- **ENTRIES SHOWN**

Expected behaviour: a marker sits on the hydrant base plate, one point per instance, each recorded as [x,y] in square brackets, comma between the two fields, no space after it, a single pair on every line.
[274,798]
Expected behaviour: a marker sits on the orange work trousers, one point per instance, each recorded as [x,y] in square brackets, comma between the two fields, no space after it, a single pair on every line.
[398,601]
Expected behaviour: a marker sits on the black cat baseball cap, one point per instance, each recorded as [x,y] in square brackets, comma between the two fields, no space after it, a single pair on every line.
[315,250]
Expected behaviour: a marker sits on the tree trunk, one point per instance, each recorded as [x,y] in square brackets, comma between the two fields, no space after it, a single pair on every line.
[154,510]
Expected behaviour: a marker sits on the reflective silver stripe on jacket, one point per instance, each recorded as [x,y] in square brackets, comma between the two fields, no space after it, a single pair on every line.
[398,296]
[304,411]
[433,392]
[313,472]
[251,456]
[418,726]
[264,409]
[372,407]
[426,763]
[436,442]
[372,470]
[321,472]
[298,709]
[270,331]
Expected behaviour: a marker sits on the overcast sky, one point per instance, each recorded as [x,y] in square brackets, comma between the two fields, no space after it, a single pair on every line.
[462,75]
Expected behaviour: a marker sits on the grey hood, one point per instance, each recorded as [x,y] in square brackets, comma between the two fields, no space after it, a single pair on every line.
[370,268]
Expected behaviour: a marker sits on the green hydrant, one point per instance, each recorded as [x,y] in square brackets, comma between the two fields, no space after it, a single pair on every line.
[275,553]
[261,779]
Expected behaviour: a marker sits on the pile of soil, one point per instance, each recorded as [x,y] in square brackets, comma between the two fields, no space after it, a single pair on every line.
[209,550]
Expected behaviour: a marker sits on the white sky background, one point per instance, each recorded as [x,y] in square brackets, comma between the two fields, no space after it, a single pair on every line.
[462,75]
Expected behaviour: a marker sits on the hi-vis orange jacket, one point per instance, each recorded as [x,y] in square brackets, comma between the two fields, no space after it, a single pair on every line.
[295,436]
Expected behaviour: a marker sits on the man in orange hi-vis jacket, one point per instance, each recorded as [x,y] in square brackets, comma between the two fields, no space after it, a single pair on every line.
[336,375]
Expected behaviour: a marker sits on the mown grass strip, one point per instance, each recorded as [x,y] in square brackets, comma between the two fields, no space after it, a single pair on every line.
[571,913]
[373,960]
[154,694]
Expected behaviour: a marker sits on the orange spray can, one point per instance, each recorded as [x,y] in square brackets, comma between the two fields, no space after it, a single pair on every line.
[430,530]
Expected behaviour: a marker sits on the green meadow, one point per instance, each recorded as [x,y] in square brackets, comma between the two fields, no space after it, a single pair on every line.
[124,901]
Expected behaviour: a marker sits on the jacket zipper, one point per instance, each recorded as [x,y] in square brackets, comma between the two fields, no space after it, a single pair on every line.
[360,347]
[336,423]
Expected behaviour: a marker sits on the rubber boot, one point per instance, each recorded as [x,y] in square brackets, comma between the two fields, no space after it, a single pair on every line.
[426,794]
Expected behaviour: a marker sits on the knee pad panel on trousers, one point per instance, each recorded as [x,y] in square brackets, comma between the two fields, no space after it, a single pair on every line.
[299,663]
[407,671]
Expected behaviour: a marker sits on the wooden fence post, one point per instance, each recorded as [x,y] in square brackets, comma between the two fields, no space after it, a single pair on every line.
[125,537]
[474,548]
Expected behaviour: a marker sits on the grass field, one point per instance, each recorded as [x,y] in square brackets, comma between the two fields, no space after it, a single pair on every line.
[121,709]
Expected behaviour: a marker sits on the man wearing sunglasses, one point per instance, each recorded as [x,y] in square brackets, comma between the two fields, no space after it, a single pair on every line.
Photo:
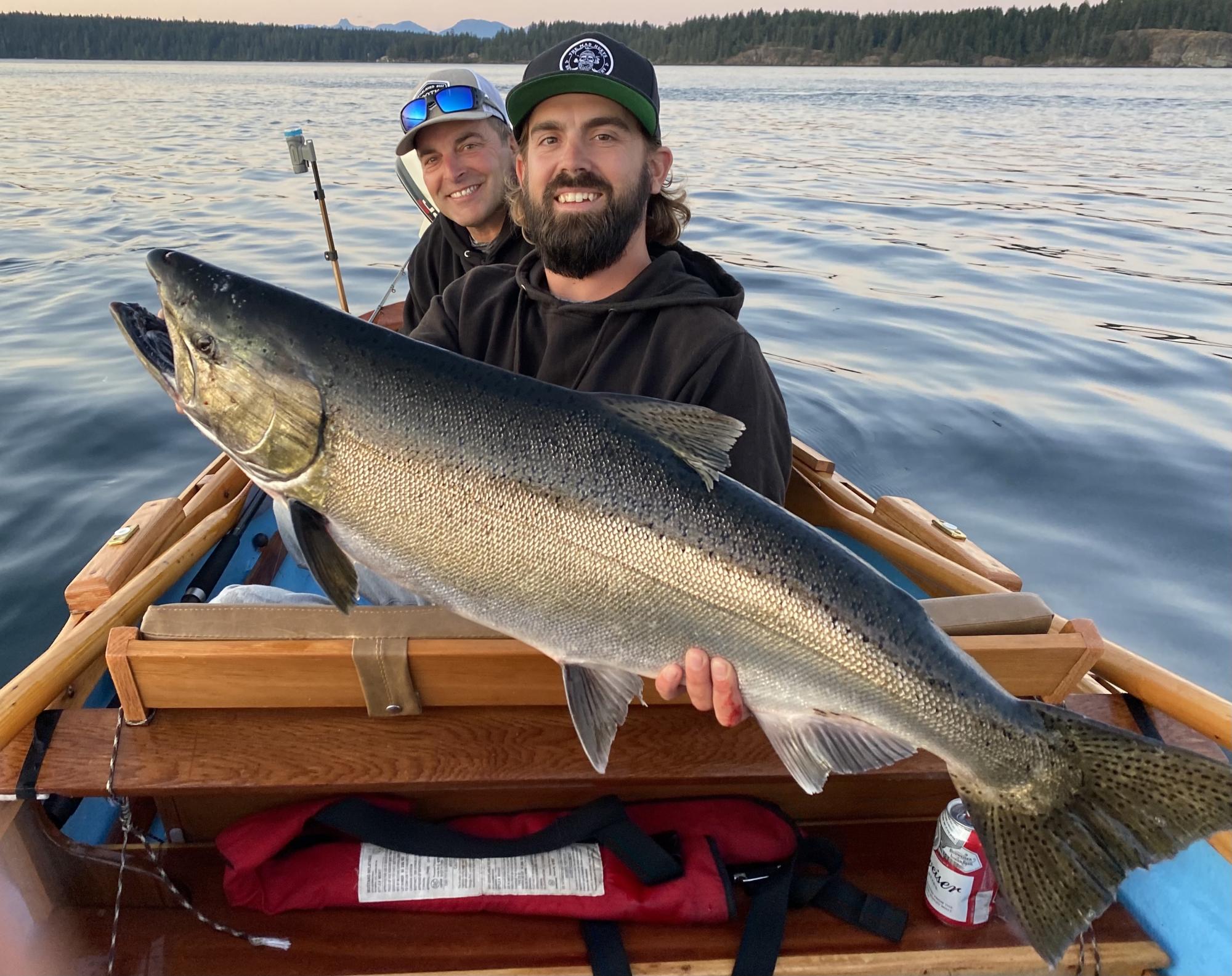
[458,126]
[610,301]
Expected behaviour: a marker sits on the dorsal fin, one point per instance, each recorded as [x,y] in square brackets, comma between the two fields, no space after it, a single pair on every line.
[698,435]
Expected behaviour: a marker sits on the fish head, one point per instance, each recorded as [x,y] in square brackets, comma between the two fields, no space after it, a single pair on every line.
[229,354]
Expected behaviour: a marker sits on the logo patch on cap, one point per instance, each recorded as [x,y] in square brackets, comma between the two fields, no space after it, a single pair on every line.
[431,88]
[588,56]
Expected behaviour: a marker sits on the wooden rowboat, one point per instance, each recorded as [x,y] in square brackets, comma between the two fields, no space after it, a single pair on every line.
[252,708]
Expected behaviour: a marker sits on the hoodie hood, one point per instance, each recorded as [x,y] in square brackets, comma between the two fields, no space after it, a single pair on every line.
[677,276]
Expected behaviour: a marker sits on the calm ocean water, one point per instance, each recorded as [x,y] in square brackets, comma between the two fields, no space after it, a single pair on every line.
[1006,294]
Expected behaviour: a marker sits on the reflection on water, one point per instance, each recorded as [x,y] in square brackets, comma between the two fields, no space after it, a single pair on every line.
[1003,294]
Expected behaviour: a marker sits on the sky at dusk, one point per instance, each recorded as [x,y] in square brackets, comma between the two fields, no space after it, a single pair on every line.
[438,17]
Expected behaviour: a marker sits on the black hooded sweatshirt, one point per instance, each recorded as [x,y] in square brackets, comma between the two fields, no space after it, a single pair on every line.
[671,333]
[445,253]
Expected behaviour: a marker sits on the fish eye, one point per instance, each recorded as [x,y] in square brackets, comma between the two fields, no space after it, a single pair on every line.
[205,345]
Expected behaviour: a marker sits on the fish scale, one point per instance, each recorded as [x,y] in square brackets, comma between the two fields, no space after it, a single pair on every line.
[599,529]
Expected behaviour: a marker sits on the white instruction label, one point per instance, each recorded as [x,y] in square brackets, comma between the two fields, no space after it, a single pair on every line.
[390,875]
[947,890]
[984,907]
[965,860]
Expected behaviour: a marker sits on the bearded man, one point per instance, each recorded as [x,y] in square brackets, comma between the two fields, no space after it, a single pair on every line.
[610,301]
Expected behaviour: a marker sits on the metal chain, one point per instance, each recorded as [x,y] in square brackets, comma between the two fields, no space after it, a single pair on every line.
[130,828]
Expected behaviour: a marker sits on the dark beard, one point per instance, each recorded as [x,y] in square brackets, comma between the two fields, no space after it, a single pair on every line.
[580,244]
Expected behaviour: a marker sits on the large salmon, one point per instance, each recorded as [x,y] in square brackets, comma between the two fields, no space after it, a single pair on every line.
[601,530]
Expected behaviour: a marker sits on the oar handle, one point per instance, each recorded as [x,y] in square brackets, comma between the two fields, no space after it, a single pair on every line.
[33,690]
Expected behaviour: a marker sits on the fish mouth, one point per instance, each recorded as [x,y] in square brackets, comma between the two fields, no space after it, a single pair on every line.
[151,341]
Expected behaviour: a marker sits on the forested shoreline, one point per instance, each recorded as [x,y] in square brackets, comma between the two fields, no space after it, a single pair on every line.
[1117,33]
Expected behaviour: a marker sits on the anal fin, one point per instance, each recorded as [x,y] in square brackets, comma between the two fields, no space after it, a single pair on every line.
[599,699]
[698,435]
[331,567]
[813,746]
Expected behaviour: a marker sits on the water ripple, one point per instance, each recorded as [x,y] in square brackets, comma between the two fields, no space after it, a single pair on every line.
[1005,295]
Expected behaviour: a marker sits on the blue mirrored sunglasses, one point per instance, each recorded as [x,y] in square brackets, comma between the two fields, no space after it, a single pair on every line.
[453,99]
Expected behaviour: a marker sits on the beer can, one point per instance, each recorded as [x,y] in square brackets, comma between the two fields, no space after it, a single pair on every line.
[960,887]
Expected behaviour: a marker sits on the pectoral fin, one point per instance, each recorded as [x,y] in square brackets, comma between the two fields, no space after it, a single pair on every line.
[813,746]
[598,701]
[331,567]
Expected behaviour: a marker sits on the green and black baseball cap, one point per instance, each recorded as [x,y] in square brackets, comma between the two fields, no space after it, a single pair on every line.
[592,63]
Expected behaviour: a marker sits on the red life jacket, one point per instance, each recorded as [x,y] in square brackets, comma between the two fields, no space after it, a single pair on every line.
[649,861]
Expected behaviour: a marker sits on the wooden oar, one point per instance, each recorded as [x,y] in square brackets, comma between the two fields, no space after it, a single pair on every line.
[28,694]
[1202,710]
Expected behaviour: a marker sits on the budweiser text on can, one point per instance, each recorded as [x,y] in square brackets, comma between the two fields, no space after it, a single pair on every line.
[960,887]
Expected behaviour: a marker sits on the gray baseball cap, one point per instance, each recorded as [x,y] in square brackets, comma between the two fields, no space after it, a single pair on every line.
[491,104]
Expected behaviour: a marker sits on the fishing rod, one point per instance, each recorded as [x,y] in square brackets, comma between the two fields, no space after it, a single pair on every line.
[427,208]
[213,570]
[304,155]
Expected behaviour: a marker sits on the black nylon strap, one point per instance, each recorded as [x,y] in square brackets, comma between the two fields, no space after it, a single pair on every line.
[603,820]
[28,779]
[835,893]
[1143,717]
[843,900]
[766,922]
[785,886]
[606,948]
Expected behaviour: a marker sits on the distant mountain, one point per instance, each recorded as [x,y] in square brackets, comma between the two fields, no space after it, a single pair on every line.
[471,26]
[479,28]
[411,26]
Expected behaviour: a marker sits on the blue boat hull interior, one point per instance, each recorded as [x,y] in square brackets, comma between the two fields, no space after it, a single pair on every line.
[1183,905]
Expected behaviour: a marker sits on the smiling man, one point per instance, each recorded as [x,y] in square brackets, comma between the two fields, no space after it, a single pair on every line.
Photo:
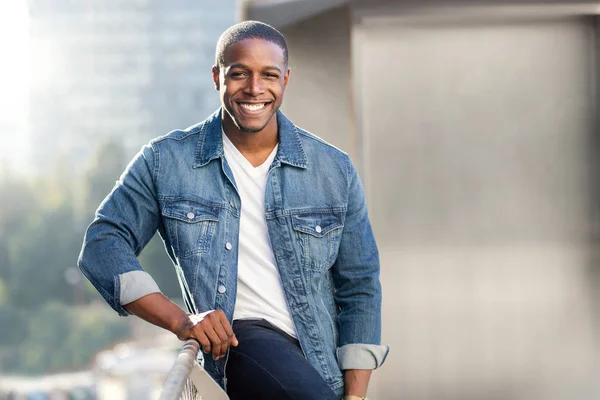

- **PROBLEM STATEMENT**
Render the part of the listing above that opens with the line containing "Expected behaviour: a marker sits on the red" and runs through the end of the listing as a Markdown table with the columns Row and Line, one numbered row per line and no rows for blank lines. Leave the pictures out of the table.

- **REPLY TO THE TASK**
| Row | Line |
|---|---|
| 1 | Expected behaviour: a marker sits on the red life jacket, one point per instance, each recorded as [x,y] in square brackets, comma between the two fields, no space after it, a single pair on every line. |
| 2 | [649,861] |
| 3 | Expected behaviour: a marker sits on the wooden oar, one point per instance, each recorded as [x,y] in square brackets, comma between the two fields, no space after it, a single pair on every line. |
| 4 | [28,694] |
| 5 | [1202,710] |
| 6 | Expected behaviour: a marker sits on the budweiser text on can, one point per instance, each recorded as [x,y] in square brackets, comma between the two fields, no space after it, a single pair on every line. |
| 7 | [960,887] |
| 8 | Expected behaviour: a marker sits on the gray baseball cap, one point per instance, each recorded as [x,y] in square brackets, comma between the two fields, no space after it, a single pair on every line. |
| 9 | [491,104] |
| 10 | Expected behaviour: a marker sits on the fishing rod, one point per instance, each recorded as [x,y] in square brackets, comma between the two fields, no space after it, a single pair on every line. |
| 11 | [427,208] |
| 12 | [213,570] |
| 13 | [304,155] |
| 14 | Expected behaviour: a marker sits on the black nylon strap, one point per instance, each recorded as [x,y] in square brackets, comma between the two fields, no space after it, a single pair on every line. |
| 15 | [603,820] |
| 16 | [28,779] |
| 17 | [835,893] |
| 18 | [1143,717] |
| 19 | [843,900] |
| 20 | [766,922] |
| 21 | [785,886] |
| 22 | [606,948] |
| 23 | Expected behaviour: a marker sits on the distant mountain, one point per instance, each recorded as [x,y] in square brackets, comma between the two fields, no space after it, a single pair on every line. |
| 24 | [471,26] |
| 25 | [479,28] |
| 26 | [411,26] |
| 27 | Expected behaviour: a marker sits on the blue boat hull interior, one point per instance, each recorded as [x,y] in square brackets, comma between the two fields, no space after it, a single pair on every line. |
| 28 | [1183,905] |
| 29 | Expected behaviour: a marker sits on the smiling man, one point per instance, each recorded as [x,y] in square brackets, comma between the two fields, no space after it, a single pair on every line. |
| 30 | Photo: |